(Stored records)
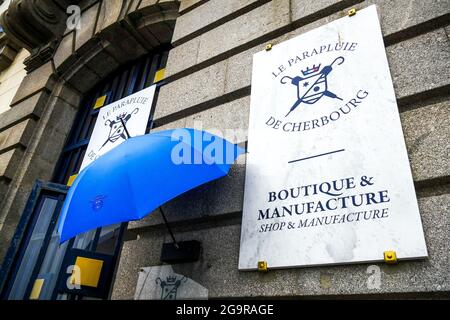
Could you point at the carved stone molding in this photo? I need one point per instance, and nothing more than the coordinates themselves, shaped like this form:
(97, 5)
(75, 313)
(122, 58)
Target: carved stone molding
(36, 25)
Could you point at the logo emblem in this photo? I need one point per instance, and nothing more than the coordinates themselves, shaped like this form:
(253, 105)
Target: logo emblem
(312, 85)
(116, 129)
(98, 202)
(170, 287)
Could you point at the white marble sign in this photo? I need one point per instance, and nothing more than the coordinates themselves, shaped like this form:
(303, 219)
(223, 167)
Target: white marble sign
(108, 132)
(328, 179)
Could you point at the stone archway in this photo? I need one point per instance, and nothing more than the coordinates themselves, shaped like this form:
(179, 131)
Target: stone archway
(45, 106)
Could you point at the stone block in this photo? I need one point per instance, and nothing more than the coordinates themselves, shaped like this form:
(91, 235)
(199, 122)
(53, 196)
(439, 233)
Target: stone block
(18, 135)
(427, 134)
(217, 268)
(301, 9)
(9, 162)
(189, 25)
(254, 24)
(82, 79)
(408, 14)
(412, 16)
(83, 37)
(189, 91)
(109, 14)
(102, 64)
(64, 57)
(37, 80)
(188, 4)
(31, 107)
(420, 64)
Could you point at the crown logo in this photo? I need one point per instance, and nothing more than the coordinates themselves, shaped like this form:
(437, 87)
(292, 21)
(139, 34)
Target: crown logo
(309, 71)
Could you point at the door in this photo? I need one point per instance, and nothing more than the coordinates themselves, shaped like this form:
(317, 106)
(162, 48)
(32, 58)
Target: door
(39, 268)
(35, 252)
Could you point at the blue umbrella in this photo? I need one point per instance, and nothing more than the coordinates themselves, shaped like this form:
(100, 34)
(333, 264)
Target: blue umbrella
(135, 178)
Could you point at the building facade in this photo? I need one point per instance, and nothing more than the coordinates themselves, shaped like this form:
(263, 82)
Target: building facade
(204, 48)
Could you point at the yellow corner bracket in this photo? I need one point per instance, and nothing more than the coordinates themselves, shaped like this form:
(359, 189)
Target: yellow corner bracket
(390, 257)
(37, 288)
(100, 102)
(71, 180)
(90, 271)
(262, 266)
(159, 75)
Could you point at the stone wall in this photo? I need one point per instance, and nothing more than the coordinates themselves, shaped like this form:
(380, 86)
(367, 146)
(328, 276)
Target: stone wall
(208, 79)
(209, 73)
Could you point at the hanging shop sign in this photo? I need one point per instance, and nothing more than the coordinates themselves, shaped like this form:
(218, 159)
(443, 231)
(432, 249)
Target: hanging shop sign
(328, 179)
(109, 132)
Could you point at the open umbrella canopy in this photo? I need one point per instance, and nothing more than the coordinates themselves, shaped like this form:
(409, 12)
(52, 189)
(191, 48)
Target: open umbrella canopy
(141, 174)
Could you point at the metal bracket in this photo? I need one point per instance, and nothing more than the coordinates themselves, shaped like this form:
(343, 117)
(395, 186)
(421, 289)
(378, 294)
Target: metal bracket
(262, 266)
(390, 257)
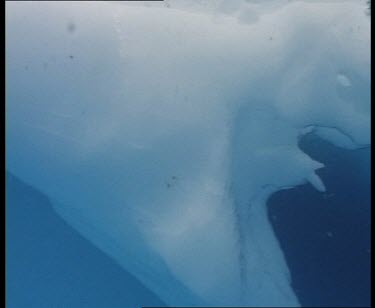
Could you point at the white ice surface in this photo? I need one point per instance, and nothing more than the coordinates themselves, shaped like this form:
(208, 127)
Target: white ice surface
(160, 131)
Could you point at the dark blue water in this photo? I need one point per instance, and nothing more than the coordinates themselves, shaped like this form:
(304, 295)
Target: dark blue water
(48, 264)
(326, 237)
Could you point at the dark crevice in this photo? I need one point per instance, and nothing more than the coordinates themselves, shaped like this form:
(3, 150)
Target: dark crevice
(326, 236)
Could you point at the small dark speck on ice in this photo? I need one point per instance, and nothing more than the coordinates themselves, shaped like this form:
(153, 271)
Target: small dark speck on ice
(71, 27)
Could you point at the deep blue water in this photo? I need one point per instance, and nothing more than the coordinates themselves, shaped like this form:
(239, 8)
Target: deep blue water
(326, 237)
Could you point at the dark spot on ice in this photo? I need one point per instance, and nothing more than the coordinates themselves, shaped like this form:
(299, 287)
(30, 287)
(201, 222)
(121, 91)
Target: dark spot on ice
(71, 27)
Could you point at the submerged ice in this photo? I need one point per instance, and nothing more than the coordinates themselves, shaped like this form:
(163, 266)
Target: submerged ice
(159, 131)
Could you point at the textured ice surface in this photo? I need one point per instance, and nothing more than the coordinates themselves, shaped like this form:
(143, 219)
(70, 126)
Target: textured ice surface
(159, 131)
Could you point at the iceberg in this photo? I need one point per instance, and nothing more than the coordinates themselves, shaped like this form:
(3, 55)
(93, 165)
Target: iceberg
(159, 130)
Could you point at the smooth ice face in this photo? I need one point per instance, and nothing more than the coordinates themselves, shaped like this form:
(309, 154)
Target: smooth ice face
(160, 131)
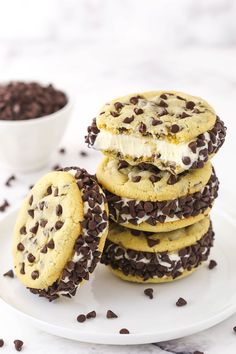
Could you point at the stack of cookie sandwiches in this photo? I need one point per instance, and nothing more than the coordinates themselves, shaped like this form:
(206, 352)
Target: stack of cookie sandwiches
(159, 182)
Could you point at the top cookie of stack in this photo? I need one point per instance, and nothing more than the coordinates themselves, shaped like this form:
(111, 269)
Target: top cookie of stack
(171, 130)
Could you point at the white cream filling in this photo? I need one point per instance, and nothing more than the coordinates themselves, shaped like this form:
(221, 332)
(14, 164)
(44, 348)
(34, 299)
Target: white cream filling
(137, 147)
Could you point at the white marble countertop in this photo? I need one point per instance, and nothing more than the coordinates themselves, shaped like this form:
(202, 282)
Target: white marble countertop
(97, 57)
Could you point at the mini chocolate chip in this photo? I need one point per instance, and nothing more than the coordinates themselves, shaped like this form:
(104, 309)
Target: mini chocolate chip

...

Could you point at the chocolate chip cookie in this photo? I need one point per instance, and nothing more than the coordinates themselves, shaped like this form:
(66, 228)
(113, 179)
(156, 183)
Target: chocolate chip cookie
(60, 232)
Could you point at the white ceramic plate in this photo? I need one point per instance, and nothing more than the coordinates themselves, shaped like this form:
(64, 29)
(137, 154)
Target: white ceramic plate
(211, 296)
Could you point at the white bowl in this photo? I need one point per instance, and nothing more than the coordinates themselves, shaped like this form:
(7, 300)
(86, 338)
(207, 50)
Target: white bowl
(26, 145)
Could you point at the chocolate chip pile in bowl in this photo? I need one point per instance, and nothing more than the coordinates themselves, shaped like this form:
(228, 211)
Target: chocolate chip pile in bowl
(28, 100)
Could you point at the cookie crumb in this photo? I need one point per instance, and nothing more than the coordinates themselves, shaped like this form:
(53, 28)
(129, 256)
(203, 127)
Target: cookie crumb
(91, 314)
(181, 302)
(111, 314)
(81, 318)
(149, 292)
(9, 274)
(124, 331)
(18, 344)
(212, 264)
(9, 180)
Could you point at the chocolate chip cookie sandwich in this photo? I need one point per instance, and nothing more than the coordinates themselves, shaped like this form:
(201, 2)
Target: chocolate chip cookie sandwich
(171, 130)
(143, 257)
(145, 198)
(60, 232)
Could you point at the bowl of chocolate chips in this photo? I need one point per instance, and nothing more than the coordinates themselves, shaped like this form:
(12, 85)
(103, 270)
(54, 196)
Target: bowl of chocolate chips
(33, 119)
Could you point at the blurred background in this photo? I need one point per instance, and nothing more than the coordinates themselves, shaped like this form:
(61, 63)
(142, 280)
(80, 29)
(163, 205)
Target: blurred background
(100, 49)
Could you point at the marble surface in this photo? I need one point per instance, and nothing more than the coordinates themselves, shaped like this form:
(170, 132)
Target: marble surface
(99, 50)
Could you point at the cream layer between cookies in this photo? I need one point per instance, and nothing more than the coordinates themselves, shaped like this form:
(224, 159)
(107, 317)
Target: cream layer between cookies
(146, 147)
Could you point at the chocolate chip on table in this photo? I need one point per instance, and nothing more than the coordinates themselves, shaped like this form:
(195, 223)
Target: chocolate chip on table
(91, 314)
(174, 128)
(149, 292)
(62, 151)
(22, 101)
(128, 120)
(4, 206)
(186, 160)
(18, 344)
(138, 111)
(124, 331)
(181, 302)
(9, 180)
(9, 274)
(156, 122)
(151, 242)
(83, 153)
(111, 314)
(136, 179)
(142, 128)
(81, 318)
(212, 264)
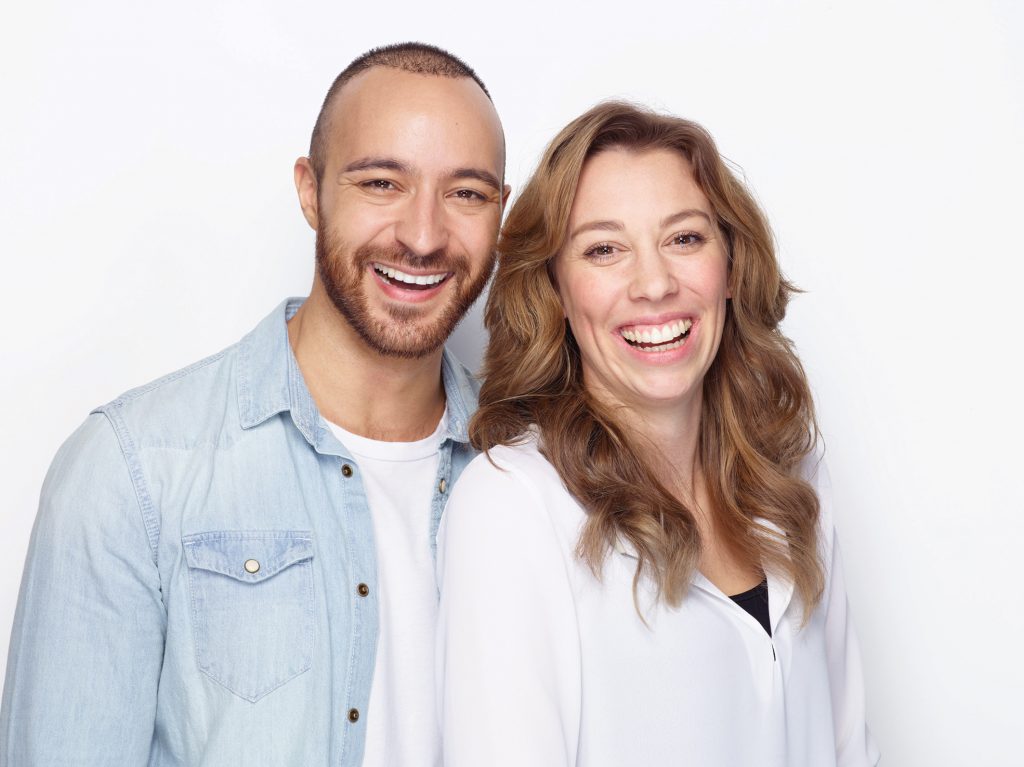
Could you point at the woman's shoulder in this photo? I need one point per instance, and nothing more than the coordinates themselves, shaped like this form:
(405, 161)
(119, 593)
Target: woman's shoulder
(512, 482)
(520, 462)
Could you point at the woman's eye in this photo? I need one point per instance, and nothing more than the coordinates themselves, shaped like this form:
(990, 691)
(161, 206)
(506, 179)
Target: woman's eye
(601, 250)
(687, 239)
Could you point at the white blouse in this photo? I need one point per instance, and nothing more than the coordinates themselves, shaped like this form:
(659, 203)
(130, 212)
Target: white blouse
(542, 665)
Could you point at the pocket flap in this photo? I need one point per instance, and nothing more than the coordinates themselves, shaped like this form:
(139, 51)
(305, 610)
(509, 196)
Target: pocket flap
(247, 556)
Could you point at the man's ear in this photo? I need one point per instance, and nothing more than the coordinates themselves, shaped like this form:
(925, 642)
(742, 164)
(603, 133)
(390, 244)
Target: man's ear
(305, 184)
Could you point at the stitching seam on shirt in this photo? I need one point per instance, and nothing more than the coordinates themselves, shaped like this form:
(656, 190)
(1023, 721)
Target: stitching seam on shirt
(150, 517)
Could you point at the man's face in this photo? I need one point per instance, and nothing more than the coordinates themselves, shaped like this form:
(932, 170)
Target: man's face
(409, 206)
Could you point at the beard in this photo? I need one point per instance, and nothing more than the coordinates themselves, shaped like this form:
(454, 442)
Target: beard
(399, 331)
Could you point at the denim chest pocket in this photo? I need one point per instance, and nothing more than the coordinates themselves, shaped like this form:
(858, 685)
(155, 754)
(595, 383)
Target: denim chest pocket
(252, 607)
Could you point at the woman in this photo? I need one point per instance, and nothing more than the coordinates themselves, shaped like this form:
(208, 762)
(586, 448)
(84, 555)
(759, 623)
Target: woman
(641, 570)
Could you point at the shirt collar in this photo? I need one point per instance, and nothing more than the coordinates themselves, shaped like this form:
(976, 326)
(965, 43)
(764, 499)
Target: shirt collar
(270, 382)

» Aim
Gather every line of the entries above that contains the word "facade". Case counts, so match uppercase and lowercase letters exactly.

» Correct answer
Could you point at the building facade in this photo? I need one point per instance, and nothing more than the coordinates themselves, shaped like this form:
Target: building facade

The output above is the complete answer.